_Your task_
Scale the listing from its first line to the line with "x=111, y=286", both ends included. Copy the request line unchanged, multiply every x and y coordinate in the answers by 1.55, round to whole numbers with halves going up, and give only those lines.

_Material supplied_
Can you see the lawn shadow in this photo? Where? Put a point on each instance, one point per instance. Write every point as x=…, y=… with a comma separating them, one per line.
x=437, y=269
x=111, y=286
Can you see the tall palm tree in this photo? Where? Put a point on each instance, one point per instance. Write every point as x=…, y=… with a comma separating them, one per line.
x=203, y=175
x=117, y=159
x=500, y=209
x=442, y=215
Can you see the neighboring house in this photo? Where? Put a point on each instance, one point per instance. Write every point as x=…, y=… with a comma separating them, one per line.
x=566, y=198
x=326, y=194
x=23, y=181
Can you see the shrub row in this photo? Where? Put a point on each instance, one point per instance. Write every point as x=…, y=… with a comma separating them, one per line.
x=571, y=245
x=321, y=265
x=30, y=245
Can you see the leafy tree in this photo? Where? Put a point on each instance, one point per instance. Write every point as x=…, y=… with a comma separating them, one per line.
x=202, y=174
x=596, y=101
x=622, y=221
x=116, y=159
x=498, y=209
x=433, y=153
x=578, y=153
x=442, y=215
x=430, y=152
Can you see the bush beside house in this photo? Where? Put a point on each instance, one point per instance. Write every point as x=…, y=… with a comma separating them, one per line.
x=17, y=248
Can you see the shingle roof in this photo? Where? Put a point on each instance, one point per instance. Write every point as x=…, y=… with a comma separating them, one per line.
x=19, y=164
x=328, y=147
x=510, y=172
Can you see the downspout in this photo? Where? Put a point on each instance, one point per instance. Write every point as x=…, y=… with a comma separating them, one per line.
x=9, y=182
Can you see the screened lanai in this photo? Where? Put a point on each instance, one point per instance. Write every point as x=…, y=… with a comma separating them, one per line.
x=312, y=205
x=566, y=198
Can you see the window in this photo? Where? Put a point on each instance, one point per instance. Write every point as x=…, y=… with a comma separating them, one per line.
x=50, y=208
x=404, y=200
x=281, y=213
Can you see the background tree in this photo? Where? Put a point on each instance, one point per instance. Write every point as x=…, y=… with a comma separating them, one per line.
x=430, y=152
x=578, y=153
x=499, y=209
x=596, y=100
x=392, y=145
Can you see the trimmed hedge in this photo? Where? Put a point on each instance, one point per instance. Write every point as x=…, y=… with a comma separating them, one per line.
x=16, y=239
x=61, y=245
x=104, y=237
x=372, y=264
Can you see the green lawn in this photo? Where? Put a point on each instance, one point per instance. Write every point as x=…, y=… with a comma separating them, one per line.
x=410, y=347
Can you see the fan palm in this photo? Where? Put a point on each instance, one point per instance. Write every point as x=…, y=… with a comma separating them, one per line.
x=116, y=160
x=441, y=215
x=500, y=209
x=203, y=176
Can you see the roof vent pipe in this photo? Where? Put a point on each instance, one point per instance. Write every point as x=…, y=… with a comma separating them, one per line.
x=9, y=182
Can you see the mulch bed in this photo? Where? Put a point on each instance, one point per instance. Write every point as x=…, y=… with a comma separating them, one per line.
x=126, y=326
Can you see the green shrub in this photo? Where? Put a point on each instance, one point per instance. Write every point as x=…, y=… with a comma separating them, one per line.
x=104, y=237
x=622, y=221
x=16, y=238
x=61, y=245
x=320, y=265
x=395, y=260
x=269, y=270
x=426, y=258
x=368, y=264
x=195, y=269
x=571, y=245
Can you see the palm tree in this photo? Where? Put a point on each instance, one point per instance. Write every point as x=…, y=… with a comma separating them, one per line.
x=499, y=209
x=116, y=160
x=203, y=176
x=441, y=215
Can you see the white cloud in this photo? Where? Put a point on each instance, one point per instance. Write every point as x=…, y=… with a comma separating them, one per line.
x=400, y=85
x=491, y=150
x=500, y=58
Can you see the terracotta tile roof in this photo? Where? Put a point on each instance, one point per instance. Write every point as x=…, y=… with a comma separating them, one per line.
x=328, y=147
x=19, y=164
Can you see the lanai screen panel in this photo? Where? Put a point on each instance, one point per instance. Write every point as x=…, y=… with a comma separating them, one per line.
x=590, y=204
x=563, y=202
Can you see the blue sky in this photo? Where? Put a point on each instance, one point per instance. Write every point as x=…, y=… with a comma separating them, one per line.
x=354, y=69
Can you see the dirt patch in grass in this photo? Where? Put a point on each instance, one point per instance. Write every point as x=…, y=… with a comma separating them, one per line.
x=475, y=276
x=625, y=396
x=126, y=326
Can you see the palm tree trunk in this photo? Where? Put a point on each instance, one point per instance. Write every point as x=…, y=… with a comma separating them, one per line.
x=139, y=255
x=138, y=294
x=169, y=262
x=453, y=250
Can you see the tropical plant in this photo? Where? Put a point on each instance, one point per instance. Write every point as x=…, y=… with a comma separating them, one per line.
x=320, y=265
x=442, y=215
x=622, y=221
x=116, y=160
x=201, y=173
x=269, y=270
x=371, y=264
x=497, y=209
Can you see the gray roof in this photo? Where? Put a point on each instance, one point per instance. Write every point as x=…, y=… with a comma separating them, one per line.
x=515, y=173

_Correct response_
Can you see the lawn shadow in this photo? Where? Put a point on each instance, one point per instance. Write every point as x=…, y=… with a comma separating them, one per line.
x=677, y=417
x=172, y=443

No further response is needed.